== Section du texte ==
Les pharmaciens qui délivrent les médicaments pour les MRS doivent aussi être concernés par le processus. Ce n'est que dans 10 % des cas qu'un pharmacien hospitalier est responsable. Dans les autres cas, il s'agit de pharmaciens d'officines ouvertes au public. Du point de vue légal, l'article 26bis, § 2, 4º, de l'arrêté royal du 31 mai 1885 approuvant les nouvelles instructions pour les médecins, pour les pharmaciens et pour les droguistes précise que « Le pharmacien qui délivre des médicaments destinés à des personnes vivant en communauté est tenu d'indiquer le nom du malade sur chaque médicament, en outre de délivrer plusieurs médicaments destinés au même résident (ou la personne traitée) dans un emballage individualisé. ».

L'Ordre des pharmaciens s'est également préoccupé de la question. C'est ainsi que le Code de déontologie pharmaceutique de l'Ordre des pharmaciens prévoit à l'article 44 : » Lors de dispensation de médicaments à des personnes vivant en communauté, au sens de la législation en vigueur, le pharmacien doit veiller à la qualité de cette dispensation jusqu'au niveau de chaque patient individuellement. Ceci demande une évaluation permanente des modalités de dispensation et de distribution de médicaments au sein de la communauté. ».

En ce qui concerne les ristournes, l'article 111 du Code de déontologie pharmaceutique précise : « La ristourne, quelles qu'en soient les modalités, doit bénéficier au patient. ».

Par ailleurs, l'article 10, § 1er, de la loi du 25 mars 1964 sur les médicaments, stipule : « Il est interdit, dans le cadre de la fourniture, de la prescription, de la délivrance ou de l'administration de médicaments, de promettre, d'offrir ou d'octroyer, directement ou indirectement, des primes, des avantages pécuniaires ou des avantages en nature ... aux institutions dans lesquelles ont lieu la prescription, la délivrance ou l'administration de médicaments. ». Ceci veut dire que le pharmacien peut accorder des ristournes aux patients mais pas, de manière directe ou indirecte, aux gestionnaires des MRS.

Je terminerai ma réponse par trois éléments :

1. L'arrêté royal du 21 septembre 2004 est, à ma demande en cours de révision, un accent particulier y sera mis sur les dispositions supplémentaires à prendre pour l'amélioration de la qualité des soins. Il est évident que la gestion des médicaments en est un aspect important. Dans ce cadre toutes les recommandations visée plus haut seront prises en considération et soumises au groupe de travail permanent MRS du CNEH (Conseil national des établissements hospitalier).

[Entrées de données collectées]
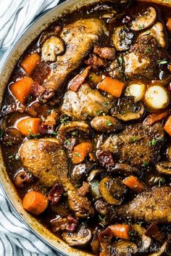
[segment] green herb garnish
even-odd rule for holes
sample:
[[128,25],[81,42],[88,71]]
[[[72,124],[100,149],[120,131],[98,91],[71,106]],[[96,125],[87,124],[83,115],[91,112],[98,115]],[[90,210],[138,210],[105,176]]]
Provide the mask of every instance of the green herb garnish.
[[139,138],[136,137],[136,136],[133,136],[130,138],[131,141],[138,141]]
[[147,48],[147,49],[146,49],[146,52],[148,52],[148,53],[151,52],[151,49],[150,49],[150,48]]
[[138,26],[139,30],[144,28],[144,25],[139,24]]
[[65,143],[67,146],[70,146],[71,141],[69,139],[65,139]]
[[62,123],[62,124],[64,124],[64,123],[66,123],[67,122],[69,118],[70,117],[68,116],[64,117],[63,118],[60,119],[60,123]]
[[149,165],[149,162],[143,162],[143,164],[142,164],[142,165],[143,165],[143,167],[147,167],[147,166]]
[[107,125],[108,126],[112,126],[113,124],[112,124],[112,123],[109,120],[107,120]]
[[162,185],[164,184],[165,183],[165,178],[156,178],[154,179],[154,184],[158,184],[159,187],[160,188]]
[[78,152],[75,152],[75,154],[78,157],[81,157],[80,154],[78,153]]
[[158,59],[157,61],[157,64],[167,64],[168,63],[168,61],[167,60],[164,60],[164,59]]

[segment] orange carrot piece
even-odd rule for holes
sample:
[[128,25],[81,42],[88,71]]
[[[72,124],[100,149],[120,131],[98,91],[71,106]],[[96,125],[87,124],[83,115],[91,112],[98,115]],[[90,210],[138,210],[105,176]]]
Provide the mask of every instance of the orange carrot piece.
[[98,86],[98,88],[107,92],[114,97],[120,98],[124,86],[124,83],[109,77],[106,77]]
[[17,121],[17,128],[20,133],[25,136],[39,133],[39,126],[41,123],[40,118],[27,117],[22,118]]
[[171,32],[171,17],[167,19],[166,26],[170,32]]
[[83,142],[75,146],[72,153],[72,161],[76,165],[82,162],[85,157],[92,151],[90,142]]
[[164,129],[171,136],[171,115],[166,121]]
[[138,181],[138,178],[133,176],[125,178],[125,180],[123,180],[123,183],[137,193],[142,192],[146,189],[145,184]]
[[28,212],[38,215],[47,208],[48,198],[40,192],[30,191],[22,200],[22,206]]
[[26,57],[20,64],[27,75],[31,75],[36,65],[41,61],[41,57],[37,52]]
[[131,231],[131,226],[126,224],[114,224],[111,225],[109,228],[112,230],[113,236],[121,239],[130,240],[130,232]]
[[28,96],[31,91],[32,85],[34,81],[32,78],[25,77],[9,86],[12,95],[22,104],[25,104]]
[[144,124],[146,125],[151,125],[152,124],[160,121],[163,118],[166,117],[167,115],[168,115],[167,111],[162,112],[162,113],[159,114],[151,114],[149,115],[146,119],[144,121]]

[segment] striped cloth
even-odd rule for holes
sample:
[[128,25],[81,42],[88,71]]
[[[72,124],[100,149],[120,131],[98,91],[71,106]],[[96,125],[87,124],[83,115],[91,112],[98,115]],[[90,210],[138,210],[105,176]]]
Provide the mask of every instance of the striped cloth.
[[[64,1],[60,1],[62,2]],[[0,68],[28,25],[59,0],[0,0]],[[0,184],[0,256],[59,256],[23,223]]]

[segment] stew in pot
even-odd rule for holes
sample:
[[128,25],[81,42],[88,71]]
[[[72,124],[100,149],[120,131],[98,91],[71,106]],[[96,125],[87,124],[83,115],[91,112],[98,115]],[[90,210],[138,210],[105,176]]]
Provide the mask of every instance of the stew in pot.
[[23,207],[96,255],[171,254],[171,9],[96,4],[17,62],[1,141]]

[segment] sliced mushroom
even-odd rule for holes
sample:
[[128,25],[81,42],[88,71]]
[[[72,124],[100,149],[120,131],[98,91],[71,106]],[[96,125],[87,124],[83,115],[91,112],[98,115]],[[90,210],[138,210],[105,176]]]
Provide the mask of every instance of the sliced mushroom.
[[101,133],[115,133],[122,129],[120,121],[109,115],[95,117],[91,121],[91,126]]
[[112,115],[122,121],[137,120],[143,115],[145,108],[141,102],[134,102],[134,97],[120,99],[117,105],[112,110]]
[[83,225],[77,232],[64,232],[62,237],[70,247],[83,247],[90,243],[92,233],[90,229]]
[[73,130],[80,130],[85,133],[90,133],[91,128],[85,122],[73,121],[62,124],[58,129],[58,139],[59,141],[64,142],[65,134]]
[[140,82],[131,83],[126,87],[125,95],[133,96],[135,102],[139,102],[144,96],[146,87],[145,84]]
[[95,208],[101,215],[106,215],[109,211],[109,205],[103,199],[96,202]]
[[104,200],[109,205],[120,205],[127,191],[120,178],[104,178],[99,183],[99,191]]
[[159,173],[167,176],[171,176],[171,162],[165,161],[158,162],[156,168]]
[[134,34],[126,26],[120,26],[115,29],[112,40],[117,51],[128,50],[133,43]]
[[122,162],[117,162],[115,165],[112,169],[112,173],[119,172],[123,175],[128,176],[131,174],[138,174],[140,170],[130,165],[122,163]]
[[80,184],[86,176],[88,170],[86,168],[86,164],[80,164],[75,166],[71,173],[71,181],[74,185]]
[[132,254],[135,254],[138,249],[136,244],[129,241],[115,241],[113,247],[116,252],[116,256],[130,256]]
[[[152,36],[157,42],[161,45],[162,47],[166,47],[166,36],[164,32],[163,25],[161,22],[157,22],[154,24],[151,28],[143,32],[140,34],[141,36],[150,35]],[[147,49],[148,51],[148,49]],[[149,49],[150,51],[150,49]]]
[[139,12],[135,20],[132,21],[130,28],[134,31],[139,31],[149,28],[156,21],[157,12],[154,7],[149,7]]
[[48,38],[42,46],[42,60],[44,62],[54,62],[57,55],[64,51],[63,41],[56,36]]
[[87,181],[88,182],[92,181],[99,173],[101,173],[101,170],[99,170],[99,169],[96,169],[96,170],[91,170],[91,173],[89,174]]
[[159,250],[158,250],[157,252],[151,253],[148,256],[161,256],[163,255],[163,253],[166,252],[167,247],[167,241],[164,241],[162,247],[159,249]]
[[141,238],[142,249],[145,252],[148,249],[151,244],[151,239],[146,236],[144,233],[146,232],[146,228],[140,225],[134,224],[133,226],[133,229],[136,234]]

== Liste des tâches ==
- A) D'après le texte sur la délivrance des médicaments aux MRS, dans quelle proportion des cas un pharmacien hospitalier en est-il responsable ?
- B) Rédigez la suite du texte sur la délivrance des médicaments aux MRS, en commençant après sa dernière phrase.

== Réponses fournies ==
- A) Dans 10 % des cas.

- B)
2. La proposition d'étendre la mission du médecin coordinateur aux institutions qui n'ont qu'un agrément de maison de repos pour personnes âgées sera discuté dans le groupe de travail intercabinet « politique de la santé à mener en faveur des personnes âgées » de la Conférence interministérielle Santé publique dont je suis président.

3. Grâce à l'initiation d'une collaboration soutenue entre le centre belge d'information pharmacothérapeutique et les associations de pharmaciens hospitaliers, nous pouvons espérer qu'un formulaire électronique de base, issu de la concertation avec les parties concernées, pourra être mis à la disposition des prescripteurs et distributeurs de médicaments.

Les initiatives que nous avons prises afin d'améliorer les aspects quantitatifs des prescriptions médicamenteuses sont d'application pour les maisons de repos et de soins.

Les procédures d'homologations de logiciels de gestion de dossiers patients étant abouties, dans le domaine de la pratique ambulatoire pour les secteurs de médecin générale, dentisterie, kinésithérapie, art infirmier et prochainement logopédie, nous devons certainement veiller à ce que les résultats acquis soient consolidés au service de l'informatisation des maisons de repos et de soins.

La systématisation électronique du formulaire des médicaments et du dossier pharmaceutique du patient, ainsi qu'une bonne préparation des prestataires concernés à l'usage optimal de ces outils d'amélioration de la qualité requièrent des initiatives qui doivent être étudiées à l'aune des incitants mobilisables et d'un calendrier réaliste d'implémentation.